_Article:_

The great Mickey Vernon, one of the most stylish first basemen in the history of baseball, died this week. He was the best player on some terrible Washington Senators teams in the 1940s and '50s, and his obituary appears in the Post today (Friday, Sept. 26).

As I mentioned in the obituary, Vernon led the American League in hitting two times -- besting Ted Williams and Joe DiMaggio, among others, in 1946. He came out of nowhere that season to record a batting average of .353 after never having hit higher than .299 before. In 1953, he hit .337 for the Nationals-- the team's official name in those
years, even though everyone called them the Senators -- to beat the Cleveland Indians' Al Rosen by a single point for the batting title.

Vernon wasn't much of a power hitter and never hit more than 20 home runs in a season, but Griffith Stadium, where the Nats played their home games, was the most spacious park in the American League -- especially to right field, where a lefthanded hitter's home runs typically go. In fact, only 55 of Vernon's 172 career home runs were hit in Washington. He hit 31 in Yankee Stadium, which will forever rank as the second highest total of any visiting player ever. (First place, surprisingly, goes to another ex-Senator, Goose Goslin, a hitting star of the 1920s. Third and fourth place belong to Ted Williams and Manny Ramirez.)

Mickey Vernon was the same age as Ted Williams -- pictured in today's obit with Vernon and Dom DiMaggio -- and had a career of exactly the same length. Both began their careers in 1939 and retired in 1960, playing in four separate decades. They were teammates in 1956 and 1957, when Vernon hit cleanup for the Red Sox, right behind Williams.

_Dataset excerpt:_
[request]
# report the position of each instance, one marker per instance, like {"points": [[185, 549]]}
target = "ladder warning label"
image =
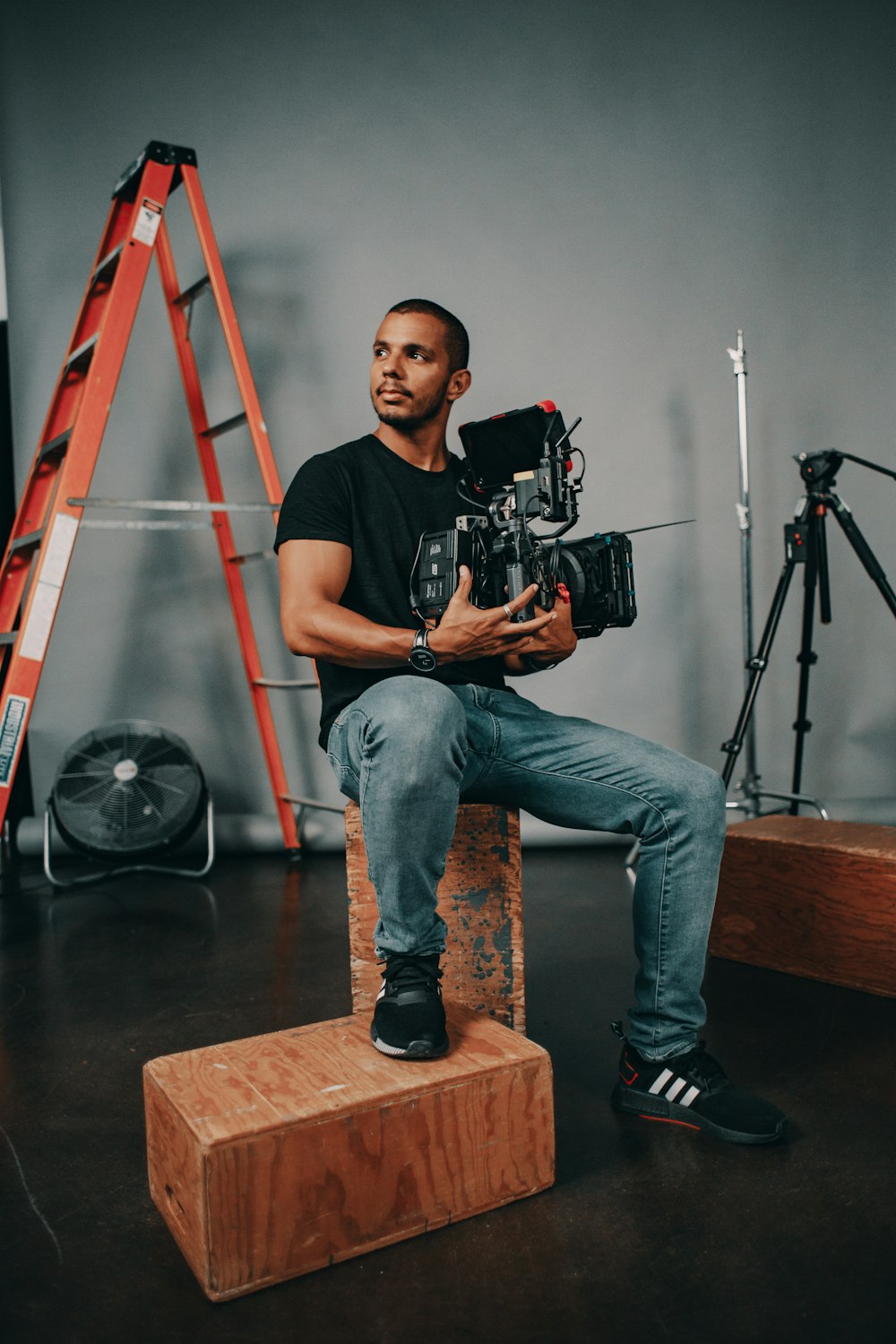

_What needs to be done:_ Carry on the Mickey Vernon article above, starting right after its last sentence.

_Response:_
Vernon had one of the most inconsistent careers in baseball history, which has hampered his chances of being elected to the Hall of Fame. After his .353 season in 1946, he trailed off to dismal averages of .265 and .242 the next two years. Before winning the batting title in 1953, he batted a mediocre .251. He could never really explain his up-and-down career, saying he hit the ball just as hard when he recorded low batting averages. But after he retired at age 42, it was learned that he had chronic back problems that sometimes affected his play.

Before the 1949 season, Nats' team owner Clark Griffith traded Vernon (and future Hall of Fame pitcher Early Wynn) to the Cleveland Indians for a gang of nobodies. Vernon thought he had gone to baseball heaven. The Nats were a seventh-place team, and the Indians had just won the World Series with such stars as Bob Feller, Bob Lemon, Lou Boudreau and Larry Doby -- a black player Vernon had discovered in the Navy. But, of course, baseball was segregated before 1947, so the Senators wouldn't sign Doby, who went on to a Hall of Fame career with the Indians and White Sox.

Early in 1950, Vernon was traded back to the Senators and performed well for lousy teams.

Vernon was a kind of prototype player of the era -- long and lanky, at 6-feet-2 and 180 pounds, with a real elegance on the field. He was Senators' best hitter, best bunter and best baserunner. At first base, he was the finest fielder in the league, especially when the other Nats infielders were, in the words of Washington Post sportswriter Shirley Povich, "the worst-throwing infield the major leagues have ever seen." The two modern-day players he most closely resembles are Keith Hernandez and Mark Grace.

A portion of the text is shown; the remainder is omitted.